- **What you need to do**:
Where the string "caterpillar" occurs in a line of the data below, that line should be copied.

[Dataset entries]
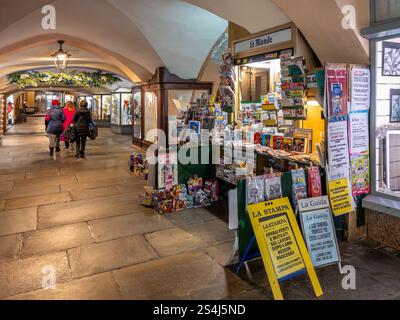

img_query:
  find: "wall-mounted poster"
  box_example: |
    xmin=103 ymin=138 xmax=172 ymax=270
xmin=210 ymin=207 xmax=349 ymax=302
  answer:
xmin=350 ymin=66 xmax=370 ymax=111
xmin=390 ymin=89 xmax=400 ymax=123
xmin=326 ymin=63 xmax=348 ymax=117
xmin=349 ymin=111 xmax=370 ymax=155
xmin=327 ymin=118 xmax=350 ymax=181
xmin=350 ymin=155 xmax=370 ymax=196
xmin=382 ymin=42 xmax=400 ymax=76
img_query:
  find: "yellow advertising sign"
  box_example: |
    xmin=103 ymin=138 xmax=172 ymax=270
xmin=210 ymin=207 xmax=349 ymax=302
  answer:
xmin=248 ymin=198 xmax=323 ymax=300
xmin=260 ymin=214 xmax=305 ymax=280
xmin=328 ymin=179 xmax=353 ymax=216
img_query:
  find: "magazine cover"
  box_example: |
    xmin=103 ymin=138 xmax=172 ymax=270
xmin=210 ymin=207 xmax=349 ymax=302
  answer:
xmin=246 ymin=176 xmax=265 ymax=205
xmin=350 ymin=155 xmax=370 ymax=196
xmin=264 ymin=175 xmax=283 ymax=201
xmin=292 ymin=169 xmax=308 ymax=207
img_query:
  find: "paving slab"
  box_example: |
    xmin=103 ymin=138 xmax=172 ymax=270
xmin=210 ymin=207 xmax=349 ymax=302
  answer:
xmin=0 ymin=173 xmax=25 ymax=182
xmin=6 ymin=272 xmax=123 ymax=300
xmin=70 ymin=186 xmax=121 ymax=201
xmin=1 ymin=184 xmax=61 ymax=200
xmin=183 ymin=220 xmax=235 ymax=245
xmin=14 ymin=175 xmax=77 ymax=189
xmin=0 ymin=234 xmax=22 ymax=263
xmin=113 ymin=252 xmax=250 ymax=300
xmin=68 ymin=235 xmax=158 ymax=278
xmin=89 ymin=212 xmax=174 ymax=242
xmin=4 ymin=191 xmax=71 ymax=210
xmin=26 ymin=169 xmax=61 ymax=180
xmin=21 ymin=223 xmax=94 ymax=258
xmin=38 ymin=193 xmax=146 ymax=229
xmin=202 ymin=241 xmax=235 ymax=267
xmin=145 ymin=228 xmax=208 ymax=257
xmin=0 ymin=251 xmax=72 ymax=299
xmin=0 ymin=207 xmax=37 ymax=236
xmin=0 ymin=181 xmax=14 ymax=192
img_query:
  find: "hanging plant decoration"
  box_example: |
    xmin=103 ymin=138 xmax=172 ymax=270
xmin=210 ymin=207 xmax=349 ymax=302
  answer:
xmin=7 ymin=70 xmax=121 ymax=88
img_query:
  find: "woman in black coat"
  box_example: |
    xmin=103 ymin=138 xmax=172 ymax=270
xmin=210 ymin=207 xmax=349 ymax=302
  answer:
xmin=73 ymin=100 xmax=93 ymax=158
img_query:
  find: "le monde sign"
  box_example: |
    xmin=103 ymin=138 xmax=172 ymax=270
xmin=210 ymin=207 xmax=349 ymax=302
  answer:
xmin=234 ymin=28 xmax=292 ymax=54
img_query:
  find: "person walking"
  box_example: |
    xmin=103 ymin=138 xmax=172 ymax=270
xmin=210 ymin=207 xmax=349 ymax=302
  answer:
xmin=61 ymin=101 xmax=76 ymax=151
xmin=45 ymin=99 xmax=65 ymax=157
xmin=73 ymin=100 xmax=93 ymax=158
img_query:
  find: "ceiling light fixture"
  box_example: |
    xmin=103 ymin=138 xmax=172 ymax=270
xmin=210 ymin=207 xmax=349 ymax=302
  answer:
xmin=52 ymin=40 xmax=71 ymax=70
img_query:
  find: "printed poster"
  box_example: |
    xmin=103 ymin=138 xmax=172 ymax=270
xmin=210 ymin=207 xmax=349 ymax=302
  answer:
xmin=349 ymin=111 xmax=369 ymax=155
xmin=326 ymin=63 xmax=348 ymax=117
xmin=328 ymin=119 xmax=350 ymax=181
xmin=350 ymin=155 xmax=370 ymax=196
xmin=298 ymin=196 xmax=340 ymax=268
xmin=328 ymin=179 xmax=354 ymax=216
xmin=350 ymin=66 xmax=370 ymax=111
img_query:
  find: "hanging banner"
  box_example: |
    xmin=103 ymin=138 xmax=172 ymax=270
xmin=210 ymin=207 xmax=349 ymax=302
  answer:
xmin=248 ymin=198 xmax=323 ymax=300
xmin=328 ymin=119 xmax=350 ymax=181
xmin=326 ymin=63 xmax=348 ymax=117
xmin=328 ymin=179 xmax=353 ymax=216
xmin=350 ymin=154 xmax=370 ymax=196
xmin=298 ymin=197 xmax=341 ymax=268
xmin=349 ymin=110 xmax=369 ymax=155
xmin=350 ymin=66 xmax=370 ymax=111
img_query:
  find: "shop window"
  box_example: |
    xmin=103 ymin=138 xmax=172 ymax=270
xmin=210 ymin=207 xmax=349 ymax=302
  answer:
xmin=102 ymin=95 xmax=111 ymax=120
xmin=133 ymin=91 xmax=142 ymax=140
xmin=144 ymin=91 xmax=158 ymax=143
xmin=374 ymin=0 xmax=400 ymax=22
xmin=111 ymin=93 xmax=121 ymax=125
xmin=374 ymin=37 xmax=400 ymax=197
xmin=121 ymin=93 xmax=133 ymax=126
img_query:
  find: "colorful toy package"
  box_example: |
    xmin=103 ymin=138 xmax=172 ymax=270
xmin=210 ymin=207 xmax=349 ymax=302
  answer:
xmin=204 ymin=179 xmax=219 ymax=202
xmin=174 ymin=194 xmax=194 ymax=211
xmin=188 ymin=176 xmax=203 ymax=196
xmin=291 ymin=169 xmax=308 ymax=207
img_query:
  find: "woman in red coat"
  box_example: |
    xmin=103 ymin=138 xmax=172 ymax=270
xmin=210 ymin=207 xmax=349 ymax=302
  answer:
xmin=61 ymin=101 xmax=76 ymax=150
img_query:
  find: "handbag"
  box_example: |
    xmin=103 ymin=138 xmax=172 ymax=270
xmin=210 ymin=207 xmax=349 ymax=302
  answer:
xmin=88 ymin=123 xmax=98 ymax=140
xmin=63 ymin=124 xmax=76 ymax=142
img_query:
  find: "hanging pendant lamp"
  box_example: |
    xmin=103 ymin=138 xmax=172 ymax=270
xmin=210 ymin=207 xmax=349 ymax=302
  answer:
xmin=52 ymin=40 xmax=71 ymax=70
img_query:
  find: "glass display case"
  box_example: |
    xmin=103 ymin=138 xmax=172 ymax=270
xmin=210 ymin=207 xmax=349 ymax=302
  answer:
xmin=134 ymin=67 xmax=213 ymax=148
xmin=110 ymin=88 xmax=133 ymax=135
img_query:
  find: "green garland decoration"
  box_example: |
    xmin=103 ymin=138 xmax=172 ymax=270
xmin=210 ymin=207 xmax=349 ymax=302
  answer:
xmin=8 ymin=70 xmax=121 ymax=89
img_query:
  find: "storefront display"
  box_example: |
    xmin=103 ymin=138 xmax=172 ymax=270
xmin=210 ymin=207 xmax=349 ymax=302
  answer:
xmin=110 ymin=89 xmax=132 ymax=135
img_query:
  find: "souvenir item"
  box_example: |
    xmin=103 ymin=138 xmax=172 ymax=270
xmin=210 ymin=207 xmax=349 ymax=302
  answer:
xmin=308 ymin=166 xmax=323 ymax=198
xmin=291 ymin=169 xmax=308 ymax=207
xmin=246 ymin=176 xmax=265 ymax=205
xmin=187 ymin=175 xmax=203 ymax=196
xmin=174 ymin=194 xmax=194 ymax=210
xmin=204 ymin=179 xmax=219 ymax=202
xmin=264 ymin=175 xmax=283 ymax=201
xmin=261 ymin=134 xmax=272 ymax=147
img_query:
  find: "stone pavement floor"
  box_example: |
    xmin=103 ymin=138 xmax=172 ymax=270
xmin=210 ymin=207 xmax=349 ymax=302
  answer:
xmin=0 ymin=117 xmax=399 ymax=300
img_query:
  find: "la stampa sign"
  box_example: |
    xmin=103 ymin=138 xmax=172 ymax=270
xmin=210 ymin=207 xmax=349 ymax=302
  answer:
xmin=234 ymin=28 xmax=292 ymax=54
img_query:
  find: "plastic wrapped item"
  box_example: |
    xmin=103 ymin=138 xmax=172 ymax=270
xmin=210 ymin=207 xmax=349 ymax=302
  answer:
xmin=291 ymin=169 xmax=308 ymax=207
xmin=308 ymin=166 xmax=322 ymax=198
xmin=246 ymin=176 xmax=265 ymax=205
xmin=187 ymin=175 xmax=203 ymax=196
xmin=174 ymin=194 xmax=194 ymax=211
xmin=194 ymin=189 xmax=211 ymax=207
xmin=264 ymin=175 xmax=283 ymax=201
xmin=204 ymin=179 xmax=219 ymax=202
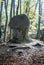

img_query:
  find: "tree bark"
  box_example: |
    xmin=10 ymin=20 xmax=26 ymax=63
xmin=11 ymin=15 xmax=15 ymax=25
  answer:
xmin=36 ymin=0 xmax=42 ymax=39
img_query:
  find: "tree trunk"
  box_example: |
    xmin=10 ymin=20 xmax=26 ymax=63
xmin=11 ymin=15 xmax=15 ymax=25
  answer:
xmin=0 ymin=2 xmax=3 ymax=40
xmin=10 ymin=0 xmax=13 ymax=40
xmin=4 ymin=0 xmax=8 ymax=42
xmin=19 ymin=0 xmax=21 ymax=14
xmin=16 ymin=0 xmax=20 ymax=15
xmin=36 ymin=0 xmax=42 ymax=39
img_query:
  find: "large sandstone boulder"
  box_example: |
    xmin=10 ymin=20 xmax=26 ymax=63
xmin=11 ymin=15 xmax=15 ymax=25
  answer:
xmin=9 ymin=14 xmax=30 ymax=42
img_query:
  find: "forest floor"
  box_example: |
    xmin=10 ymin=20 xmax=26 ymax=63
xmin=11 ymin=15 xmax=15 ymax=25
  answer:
xmin=0 ymin=37 xmax=44 ymax=65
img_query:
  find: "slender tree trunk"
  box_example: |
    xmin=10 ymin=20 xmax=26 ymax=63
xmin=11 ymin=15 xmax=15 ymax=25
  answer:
xmin=16 ymin=0 xmax=20 ymax=15
xmin=0 ymin=2 xmax=3 ymax=40
xmin=4 ymin=0 xmax=8 ymax=41
xmin=25 ymin=1 xmax=30 ymax=16
xmin=34 ymin=1 xmax=38 ymax=15
xmin=19 ymin=0 xmax=21 ymax=14
xmin=10 ymin=0 xmax=13 ymax=39
xmin=12 ymin=0 xmax=15 ymax=16
xmin=6 ymin=0 xmax=8 ymax=6
xmin=36 ymin=0 xmax=42 ymax=39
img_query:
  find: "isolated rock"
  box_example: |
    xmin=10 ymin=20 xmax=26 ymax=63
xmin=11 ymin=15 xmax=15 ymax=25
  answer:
xmin=9 ymin=14 xmax=30 ymax=42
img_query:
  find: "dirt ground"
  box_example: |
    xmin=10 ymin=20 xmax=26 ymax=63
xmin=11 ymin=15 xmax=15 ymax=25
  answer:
xmin=0 ymin=38 xmax=44 ymax=65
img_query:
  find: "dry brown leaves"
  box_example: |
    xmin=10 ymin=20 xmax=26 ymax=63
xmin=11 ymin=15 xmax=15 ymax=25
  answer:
xmin=0 ymin=52 xmax=44 ymax=65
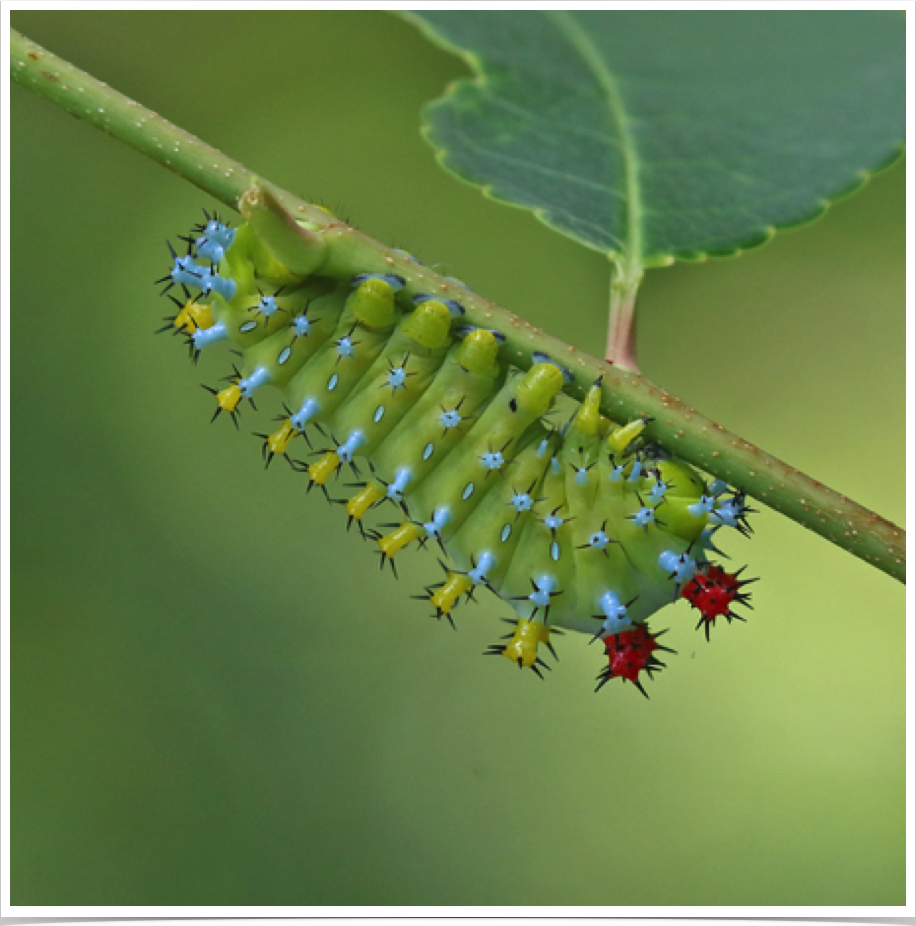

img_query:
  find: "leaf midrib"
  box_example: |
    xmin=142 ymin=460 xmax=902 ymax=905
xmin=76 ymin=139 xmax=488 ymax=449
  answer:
xmin=545 ymin=10 xmax=643 ymax=271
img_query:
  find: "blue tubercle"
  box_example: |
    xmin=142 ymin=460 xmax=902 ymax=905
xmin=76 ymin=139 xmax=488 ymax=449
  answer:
xmin=631 ymin=505 xmax=656 ymax=528
xmin=423 ymin=506 xmax=451 ymax=540
xmin=658 ymin=550 xmax=696 ymax=583
xmin=192 ymin=320 xmax=228 ymax=350
xmin=412 ymin=293 xmax=465 ymax=318
xmin=529 ymin=576 xmax=557 ymax=610
xmin=531 ymin=351 xmax=573 ymax=383
xmin=335 ymin=336 xmax=355 ymax=360
xmin=254 ymin=294 xmax=281 ymax=319
xmin=292 ymin=313 xmax=311 ymax=337
xmin=337 ymin=431 xmax=365 ymax=464
xmin=196 ymin=218 xmax=235 ymax=251
xmin=290 ymin=397 xmax=320 ymax=430
xmin=387 ymin=366 xmax=407 ymax=391
xmin=387 ymin=468 xmax=411 ymax=501
xmin=510 ymin=491 xmax=534 ymax=513
xmin=454 ymin=325 xmax=506 ymax=344
xmin=688 ymin=494 xmax=716 ymax=517
xmin=710 ymin=497 xmax=745 ymax=527
xmin=390 ymin=249 xmax=422 ymax=265
xmin=169 ymin=254 xmax=208 ymax=289
xmin=439 ymin=409 xmax=462 ymax=431
xmin=588 ymin=530 xmax=610 ymax=550
xmin=351 ymin=272 xmax=406 ymax=291
xmin=195 ymin=221 xmax=235 ymax=263
xmin=648 ymin=480 xmax=668 ymax=504
xmin=599 ymin=591 xmax=633 ymax=634
xmin=469 ymin=551 xmax=495 ymax=586
xmin=239 ymin=366 xmax=271 ymax=398
xmin=202 ymin=271 xmax=236 ymax=302
xmin=627 ymin=461 xmax=643 ymax=483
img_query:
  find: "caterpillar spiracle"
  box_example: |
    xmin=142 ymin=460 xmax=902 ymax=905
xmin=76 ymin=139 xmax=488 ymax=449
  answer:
xmin=156 ymin=194 xmax=755 ymax=697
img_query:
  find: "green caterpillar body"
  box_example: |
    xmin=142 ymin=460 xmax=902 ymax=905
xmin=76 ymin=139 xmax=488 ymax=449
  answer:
xmin=159 ymin=201 xmax=754 ymax=694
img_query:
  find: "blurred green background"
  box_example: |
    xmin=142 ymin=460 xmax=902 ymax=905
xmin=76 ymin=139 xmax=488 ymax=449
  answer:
xmin=11 ymin=11 xmax=905 ymax=907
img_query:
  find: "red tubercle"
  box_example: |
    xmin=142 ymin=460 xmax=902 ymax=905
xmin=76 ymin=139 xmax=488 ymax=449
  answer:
xmin=596 ymin=625 xmax=668 ymax=697
xmin=681 ymin=564 xmax=753 ymax=639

- **Answer to this exercise**:
  find: "caterpillar spiracle"
  find: "green caterpillar body"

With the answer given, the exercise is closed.